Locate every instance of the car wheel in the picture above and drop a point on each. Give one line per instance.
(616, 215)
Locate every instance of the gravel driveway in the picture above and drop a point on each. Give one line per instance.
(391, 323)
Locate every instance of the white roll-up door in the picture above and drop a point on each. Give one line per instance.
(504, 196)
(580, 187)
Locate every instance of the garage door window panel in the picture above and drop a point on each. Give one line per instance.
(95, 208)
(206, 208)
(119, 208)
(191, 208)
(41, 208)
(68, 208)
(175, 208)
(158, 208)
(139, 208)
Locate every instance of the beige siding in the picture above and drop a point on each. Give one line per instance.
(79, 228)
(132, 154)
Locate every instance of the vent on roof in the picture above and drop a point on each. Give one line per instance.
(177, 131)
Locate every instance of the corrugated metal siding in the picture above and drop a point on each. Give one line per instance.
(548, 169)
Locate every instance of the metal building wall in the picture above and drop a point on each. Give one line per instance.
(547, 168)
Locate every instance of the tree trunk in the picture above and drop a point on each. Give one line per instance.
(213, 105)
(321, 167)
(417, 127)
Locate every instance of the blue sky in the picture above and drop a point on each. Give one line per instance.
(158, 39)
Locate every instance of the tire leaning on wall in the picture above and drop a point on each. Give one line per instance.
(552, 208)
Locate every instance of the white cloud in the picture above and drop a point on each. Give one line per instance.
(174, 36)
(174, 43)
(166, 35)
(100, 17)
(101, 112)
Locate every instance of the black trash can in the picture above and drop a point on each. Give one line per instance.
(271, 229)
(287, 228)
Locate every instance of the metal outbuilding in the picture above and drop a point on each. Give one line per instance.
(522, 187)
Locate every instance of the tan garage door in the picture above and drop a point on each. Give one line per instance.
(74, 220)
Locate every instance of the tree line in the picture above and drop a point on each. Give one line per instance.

═══

#### Qué hacer:
¿Puedes reproducir, sin cambiar nada, cada una de las líneas de los ítems que aparecen arriba?

#### Resultado:
Locate every instance of the car wheel in the picture above and drop a point on each. Give one line per instance.
(616, 215)
Locate every instance of the gravel driveway in the picture above and drop a point on each. Give one line per instance.
(391, 323)
Locate every instance of the white roll-up door in the picture above and drop a point on each. Give one line per instance.
(504, 196)
(580, 187)
Locate every instance of the garage door window panel in the picture above and drop a point on each. Give one line per instance.
(95, 208)
(206, 208)
(119, 208)
(191, 208)
(41, 208)
(68, 208)
(175, 208)
(158, 208)
(139, 208)
Locate every instance of the beige siding in the picture above and drop a point on each. Give one line per instance.
(79, 228)
(132, 154)
Locate every instance of the vent on roof in the picture above and drop a point on each. Give one line per instance.
(177, 131)
Locate every instance of the corrugated metal siding in the picture above and drop a point on each. Give one line per instance.
(548, 169)
Locate every instance of the metal building wall in the picture above and drop a point on each. Give one line per instance.
(547, 168)
Locate every instance of the tree trunk in the picture above and drop a point on each. Give one line per instance.
(213, 105)
(321, 167)
(417, 127)
Locate every instance of the blue sky in the picture above and drop a point on each. Give one line per instance.
(158, 39)
Locate every instance of the tire leaning on wall in the picture above and drop a point on each. Give one line per instance.
(552, 208)
Locate every instance of the white cloud in the picture above and drop a point on each. Give one line per instance.
(174, 36)
(174, 43)
(166, 35)
(100, 17)
(101, 112)
Locate every instance of the black trash can in the picture above and drop a point on each. Give one line per instance.
(271, 229)
(287, 228)
Locate every instance of the metal outbuilding in the picture above and drop a point on each. Give one line per instance.
(522, 187)
Locate every instance of the tan garage door in the picture above and drop a point on each. Give one line per instance.
(74, 220)
Locate every instance of the tree line in the picture above and drop a point on each. Give one line per instance.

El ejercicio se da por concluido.